__INSTRUCTIONS TO FOLLOW__. Work out how many lines below contain "target". Provide only the figure.

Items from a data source
'''

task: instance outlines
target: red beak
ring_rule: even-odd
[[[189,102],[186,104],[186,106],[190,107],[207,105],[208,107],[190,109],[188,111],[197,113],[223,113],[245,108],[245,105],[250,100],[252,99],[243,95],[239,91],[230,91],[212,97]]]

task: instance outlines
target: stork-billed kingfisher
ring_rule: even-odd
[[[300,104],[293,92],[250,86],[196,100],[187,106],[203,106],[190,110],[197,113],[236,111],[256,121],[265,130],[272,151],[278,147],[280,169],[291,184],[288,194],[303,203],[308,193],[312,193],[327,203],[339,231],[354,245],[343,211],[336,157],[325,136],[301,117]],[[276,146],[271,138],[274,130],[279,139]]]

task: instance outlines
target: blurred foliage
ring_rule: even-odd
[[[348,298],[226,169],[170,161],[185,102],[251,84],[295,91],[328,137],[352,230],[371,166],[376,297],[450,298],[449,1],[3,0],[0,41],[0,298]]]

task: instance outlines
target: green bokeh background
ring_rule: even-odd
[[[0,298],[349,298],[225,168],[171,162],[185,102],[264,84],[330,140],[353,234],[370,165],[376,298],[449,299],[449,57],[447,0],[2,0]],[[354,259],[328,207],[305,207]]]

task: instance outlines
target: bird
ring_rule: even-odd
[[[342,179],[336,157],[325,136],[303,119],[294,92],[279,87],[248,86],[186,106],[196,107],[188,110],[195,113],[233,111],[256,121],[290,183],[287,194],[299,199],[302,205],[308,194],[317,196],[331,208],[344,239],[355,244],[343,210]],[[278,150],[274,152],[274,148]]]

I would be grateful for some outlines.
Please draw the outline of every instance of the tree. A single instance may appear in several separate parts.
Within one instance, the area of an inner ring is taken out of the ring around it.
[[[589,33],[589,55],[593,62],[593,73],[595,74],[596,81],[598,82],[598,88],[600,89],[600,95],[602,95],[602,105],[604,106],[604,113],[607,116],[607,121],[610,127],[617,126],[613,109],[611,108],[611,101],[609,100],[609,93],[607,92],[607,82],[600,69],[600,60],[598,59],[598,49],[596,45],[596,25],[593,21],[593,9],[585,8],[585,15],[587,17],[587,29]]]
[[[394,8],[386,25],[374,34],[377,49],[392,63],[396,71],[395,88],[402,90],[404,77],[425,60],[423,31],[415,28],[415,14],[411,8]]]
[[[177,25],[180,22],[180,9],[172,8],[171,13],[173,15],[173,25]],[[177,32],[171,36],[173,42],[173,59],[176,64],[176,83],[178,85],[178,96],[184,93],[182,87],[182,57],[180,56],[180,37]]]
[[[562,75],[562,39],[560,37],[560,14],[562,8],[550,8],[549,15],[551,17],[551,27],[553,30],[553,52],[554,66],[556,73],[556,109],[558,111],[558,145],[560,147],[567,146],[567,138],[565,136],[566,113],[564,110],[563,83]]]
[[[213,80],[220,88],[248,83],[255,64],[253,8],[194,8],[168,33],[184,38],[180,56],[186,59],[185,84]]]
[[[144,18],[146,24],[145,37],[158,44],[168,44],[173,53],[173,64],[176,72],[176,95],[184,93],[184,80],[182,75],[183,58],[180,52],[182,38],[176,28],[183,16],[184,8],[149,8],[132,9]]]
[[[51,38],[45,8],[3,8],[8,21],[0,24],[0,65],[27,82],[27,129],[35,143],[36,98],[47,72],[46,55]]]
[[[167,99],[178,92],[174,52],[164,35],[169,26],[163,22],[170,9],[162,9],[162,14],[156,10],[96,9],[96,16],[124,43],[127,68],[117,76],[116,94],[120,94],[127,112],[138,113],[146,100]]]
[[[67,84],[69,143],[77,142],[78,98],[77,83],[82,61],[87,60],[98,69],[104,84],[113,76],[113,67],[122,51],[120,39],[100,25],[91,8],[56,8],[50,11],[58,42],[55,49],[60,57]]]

'''

__SOLUTION TO THE EXERCISE__. 5